» **WRITTEN EXERCISE**: Transcribe each line of the records below exactly, excluding any embedded images.

» **RECORDS TO USE**:

= = = =

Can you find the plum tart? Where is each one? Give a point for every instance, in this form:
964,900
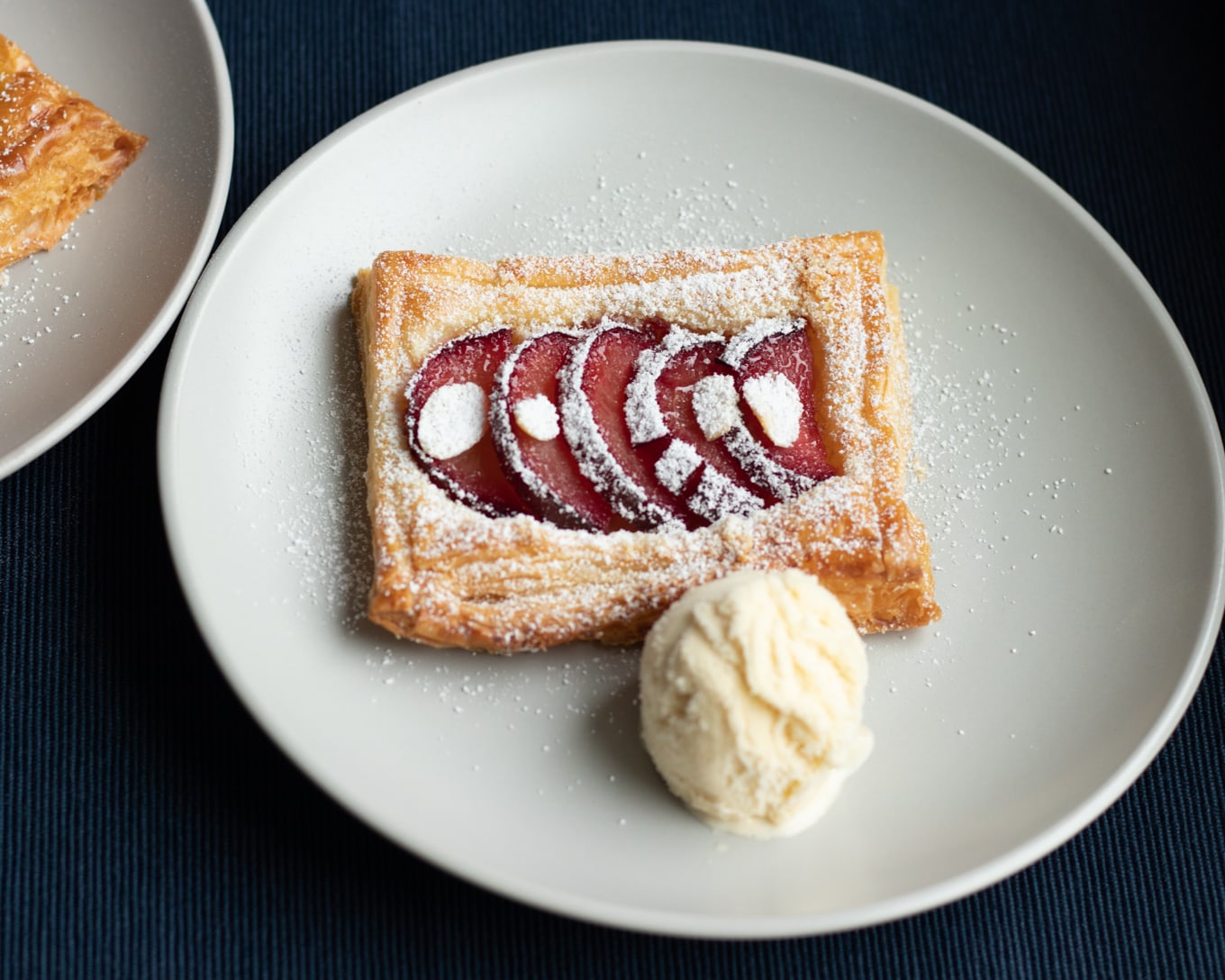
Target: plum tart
560,446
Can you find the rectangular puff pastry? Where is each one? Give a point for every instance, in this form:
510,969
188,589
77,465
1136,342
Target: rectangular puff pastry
446,575
59,153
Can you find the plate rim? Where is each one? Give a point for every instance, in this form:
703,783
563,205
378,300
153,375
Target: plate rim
694,925
122,371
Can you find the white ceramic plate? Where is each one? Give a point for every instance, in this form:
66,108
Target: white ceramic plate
77,322
1074,490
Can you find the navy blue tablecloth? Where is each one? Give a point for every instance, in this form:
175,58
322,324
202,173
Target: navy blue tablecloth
149,827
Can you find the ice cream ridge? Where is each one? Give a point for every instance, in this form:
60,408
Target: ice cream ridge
751,700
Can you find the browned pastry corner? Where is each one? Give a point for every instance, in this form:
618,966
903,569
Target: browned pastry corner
59,153
446,575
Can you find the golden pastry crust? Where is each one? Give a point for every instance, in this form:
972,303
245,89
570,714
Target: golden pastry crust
449,576
59,153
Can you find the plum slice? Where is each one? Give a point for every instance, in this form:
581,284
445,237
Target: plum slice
592,401
527,434
667,431
778,442
446,422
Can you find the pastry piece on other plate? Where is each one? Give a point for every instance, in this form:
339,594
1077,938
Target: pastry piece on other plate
527,432
59,153
448,575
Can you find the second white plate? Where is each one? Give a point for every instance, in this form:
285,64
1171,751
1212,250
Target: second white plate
1072,490
77,322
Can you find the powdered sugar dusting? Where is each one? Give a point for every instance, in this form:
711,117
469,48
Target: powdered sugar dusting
452,421
676,465
776,404
537,417
715,404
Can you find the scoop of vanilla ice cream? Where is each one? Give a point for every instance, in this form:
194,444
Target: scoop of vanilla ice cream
752,694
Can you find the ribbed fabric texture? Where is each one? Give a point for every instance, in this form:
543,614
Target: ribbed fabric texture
150,829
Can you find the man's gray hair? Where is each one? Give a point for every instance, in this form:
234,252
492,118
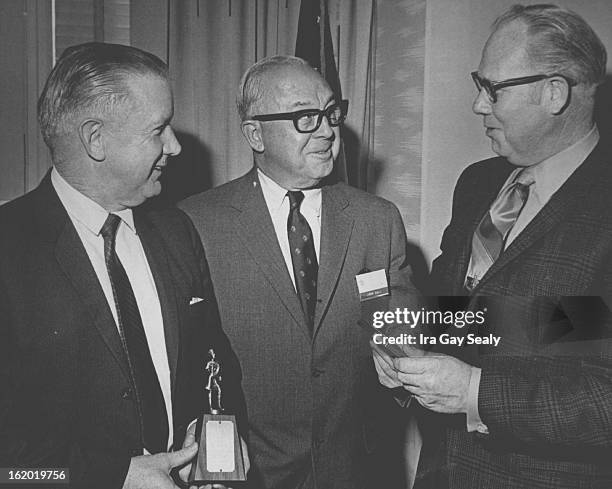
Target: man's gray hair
90,79
251,88
560,41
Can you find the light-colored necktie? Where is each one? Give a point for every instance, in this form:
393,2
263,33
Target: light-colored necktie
490,235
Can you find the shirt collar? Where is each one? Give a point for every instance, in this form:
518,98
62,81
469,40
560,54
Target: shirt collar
80,207
551,173
275,195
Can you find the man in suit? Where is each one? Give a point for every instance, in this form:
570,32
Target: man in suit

= = = =

» **RESULT FOR THIS EXERCISE**:
Can you find the plum tart? Where is each one? Give a point for every instance, in this form:
964,900
Target: plum tart
560,446
Can you find the rectangular puff pastry? Where is each one? Give a point for every instance, in this form:
510,969
188,589
77,465
1136,342
Target: rectangular puff pastry
446,575
59,153
Can you find the plate rim? Where is each one? Give a point for every instance, in this form:
703,783
563,205
378,300
153,375
Target: plate rim
694,925
122,371
Can you find the white ceramic plate? Where is each one? Give a point for every instance, in this form:
66,108
Target: white ceramic plate
77,322
1074,490
Can you find the navy blue tablecloth? Where is each one? Give a point for every instance, in this form:
175,58
322,324
202,173
Target: navy blue tablecloth
149,827
Can you find the ice cream ridge? Where is each one? Give a point for every instance, in this form:
60,408
Target: ice cream ridge
751,700
Can you find the browned pastry corner? Where is each one? Give a point for every instance, in this form:
618,966
903,569
Target: browned pastry corner
59,153
446,575
Can you find the golden pastry crust? Where is each one? Give a point for every instance, in this form:
972,303
245,89
570,714
Target: golden pastry crust
449,576
59,153
Can you find the plum slice? Where is each one? Give a point for every instance, in this form:
581,284
445,237
Target: plum slice
592,401
527,434
667,431
778,442
446,422
Can you find the pastry piece on other plate? Where is each one? Give a point for every instance, in this form:
339,594
1077,938
Target: pastry piece on other plate
527,432
59,153
448,575
Can you find the second white plate? Where is each one? Give a point for every instance, in this form:
285,64
1171,751
1212,250
Target: second white plate
1072,490
77,322
Can you find the powdered sugar dusting? Where is each one? Give a point for every instance, in this form:
711,117
469,48
Target: powdered sugar dusting
452,421
676,465
776,404
537,417
715,404
Can you find the scoop of vanilla ice cream? Where is each one? Give a point for every instance, in this form:
194,444
Target: scoop of vanilla ice cream
752,694
Can you find the ribbed fabric texture? Where is each one? Give a point for every instance, in this form:
543,614
Target: ribbed fabric texture
150,829
Can you find the man's gray hair? Where is each one? Give a point for every instance, in this form:
234,252
492,118
Target: man's gray hair
90,79
251,88
560,41
Can you find the light-colored necktie? Where is each one? Give a point for every instance, in this form:
393,2
263,33
Target: light-colored necktie
490,235
Can you find the shirt collar? Where is each one? Give a point for every instance, in this form:
518,98
62,81
469,40
560,54
Target: shirt collar
80,207
551,173
275,195
Can you find the man in suit? Where is each one? Give a point for every instance, in this form:
570,32
Target: man in suit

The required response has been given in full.